**Problem requirements**
Every word of the data must be reproduced in your reply exactly.
Information provided below:
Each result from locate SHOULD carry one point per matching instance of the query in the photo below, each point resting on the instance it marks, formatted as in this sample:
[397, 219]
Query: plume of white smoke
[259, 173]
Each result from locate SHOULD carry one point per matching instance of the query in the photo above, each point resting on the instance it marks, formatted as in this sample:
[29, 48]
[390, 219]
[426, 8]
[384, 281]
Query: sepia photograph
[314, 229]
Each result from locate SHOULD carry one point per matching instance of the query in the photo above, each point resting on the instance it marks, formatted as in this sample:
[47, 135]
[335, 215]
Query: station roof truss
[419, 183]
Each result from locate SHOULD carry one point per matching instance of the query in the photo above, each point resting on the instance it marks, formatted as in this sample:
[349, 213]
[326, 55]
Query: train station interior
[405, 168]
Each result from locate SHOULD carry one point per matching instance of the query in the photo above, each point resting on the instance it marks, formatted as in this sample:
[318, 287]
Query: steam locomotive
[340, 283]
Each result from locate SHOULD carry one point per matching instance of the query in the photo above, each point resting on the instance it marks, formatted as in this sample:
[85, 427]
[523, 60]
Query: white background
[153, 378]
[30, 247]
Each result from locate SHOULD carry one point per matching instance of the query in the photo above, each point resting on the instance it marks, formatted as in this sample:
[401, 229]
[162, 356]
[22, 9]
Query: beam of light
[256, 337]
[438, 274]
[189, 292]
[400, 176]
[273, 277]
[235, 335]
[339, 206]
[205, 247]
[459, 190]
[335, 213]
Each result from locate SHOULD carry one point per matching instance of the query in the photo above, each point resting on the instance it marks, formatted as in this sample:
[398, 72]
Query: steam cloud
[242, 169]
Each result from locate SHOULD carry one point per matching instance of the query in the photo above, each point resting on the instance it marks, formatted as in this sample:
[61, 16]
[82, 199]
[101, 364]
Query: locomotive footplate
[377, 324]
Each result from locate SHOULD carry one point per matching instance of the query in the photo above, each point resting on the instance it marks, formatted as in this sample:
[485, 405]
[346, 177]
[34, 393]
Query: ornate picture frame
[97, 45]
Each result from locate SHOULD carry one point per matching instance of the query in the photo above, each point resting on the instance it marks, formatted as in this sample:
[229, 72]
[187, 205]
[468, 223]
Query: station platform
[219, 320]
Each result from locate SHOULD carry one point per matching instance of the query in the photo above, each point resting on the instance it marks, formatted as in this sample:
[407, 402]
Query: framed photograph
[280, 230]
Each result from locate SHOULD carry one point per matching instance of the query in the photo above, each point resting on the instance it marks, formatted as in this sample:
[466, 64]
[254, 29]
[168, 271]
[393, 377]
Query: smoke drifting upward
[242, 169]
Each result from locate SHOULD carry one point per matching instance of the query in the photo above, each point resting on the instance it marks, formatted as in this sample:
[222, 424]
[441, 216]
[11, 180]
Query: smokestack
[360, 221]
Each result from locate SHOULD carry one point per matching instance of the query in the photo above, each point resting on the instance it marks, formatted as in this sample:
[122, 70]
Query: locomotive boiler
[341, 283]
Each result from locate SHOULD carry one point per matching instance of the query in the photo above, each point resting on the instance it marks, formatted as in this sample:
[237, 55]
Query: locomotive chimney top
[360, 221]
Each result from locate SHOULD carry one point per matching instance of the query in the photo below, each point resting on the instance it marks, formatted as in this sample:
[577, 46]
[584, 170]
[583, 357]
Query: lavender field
End of Information provided.
**Written reply**
Each result from locate SHOULD carry one point per matching instance of the query in the photo below, each point resting on the instance it marks, formatted as in this sample:
[397, 219]
Query: plume of white smoke
[259, 173]
Each result from locate SHOULD carry one point per matching instance of the query in the photo above, each point resting on the instance it marks, formatted as in this sample:
[29, 48]
[390, 219]
[426, 8]
[384, 281]
Query: sepia photograph
[314, 229]
Each result from locate SHOULD carry one point per matching instance of the query in the photo above, each point resting on the instance it marks, formatted as in this sample:
[47, 135]
[335, 215]
Query: station roof truss
[419, 183]
Each result from locate SHOULD carry one point per matching instance of the query in the photo above, each point resting on the instance it marks, formatted as in this sample:
[349, 213]
[326, 55]
Query: train station interior
[405, 168]
Each result from locate SHOULD carry one point per matching instance of the query in the photo above, each point resting on the instance it marks, formatted as in this sample:
[318, 287]
Query: steam locomotive
[340, 283]
Each result from locate SHOULD carry one point per matching instance of the query in the photo above, each point resting on the instance it marks, formatted as in this sample:
[85, 427]
[523, 60]
Query: white background
[153, 378]
[30, 247]
Each result from locate SHOULD carry one point per matching instance of the query in the photo above, each point resting on the instance it marks, formatted as in this sample:
[401, 229]
[162, 356]
[22, 9]
Query: beam of light
[256, 337]
[438, 274]
[189, 292]
[400, 176]
[273, 277]
[235, 335]
[339, 206]
[205, 247]
[459, 190]
[335, 213]
Each result from locate SHOULD carry one point per matching instance of the query in the photo above, each point resting on the instance it marks, formatted as in this sample:
[398, 72]
Query: steam cloud
[242, 169]
Each result from locate SHOULD carry one point per matching instance of the query in the photo above, each point resting on the instance it marks, formatted as in this sample:
[61, 16]
[82, 199]
[101, 364]
Query: locomotive footplate
[377, 324]
Each result from locate SHOULD carry one point per matching instance of the query in the photo above, each point resting on the instance it marks, formatted as in this sample:
[485, 405]
[346, 177]
[34, 393]
Query: ornate picture frame
[97, 45]
Each result from locate SHOULD carry one point per matching instance of the query in the photo above, each point resting on the instance it marks, formatted as in this sample:
[229, 72]
[187, 205]
[468, 223]
Query: station platform
[219, 320]
Each result from locate SHOULD carry one point per matching instance of the query in the photo above, each point resting on the instance it marks, formatted as in this sample:
[407, 402]
Query: framed photograph
[280, 230]
Each result from locate SHOULD carry one point per matching instance of the query in the photo above, each point resting on the instance it marks, formatted as in this sample:
[466, 64]
[254, 29]
[168, 271]
[393, 377]
Query: smoke drifting upward
[242, 169]
Each result from locate SHOULD carry one point per matching instance of the query in the photo above, each point resting on the instance it marks, formatted as in this sample:
[222, 424]
[441, 216]
[11, 180]
Query: smokestack
[360, 221]
Each result from locate SHOULD carry one point per matching instance of the query in the photo above, each point resting on the instance it marks, formatted as in this sample:
[122, 70]
Query: locomotive boiler
[341, 283]
Each result from locate SHOULD carry one point per matching instance of the query in the photo above, each point resting on the instance it marks, formatted as in this sample:
[237, 55]
Query: locomotive chimney top
[360, 221]
Each result from locate SHOULD carry one point per matching instance of the query in the photo below, each point resting on the instance it marks, formatted as in this sample:
[577, 46]
[584, 170]
[583, 357]
Query: lavender field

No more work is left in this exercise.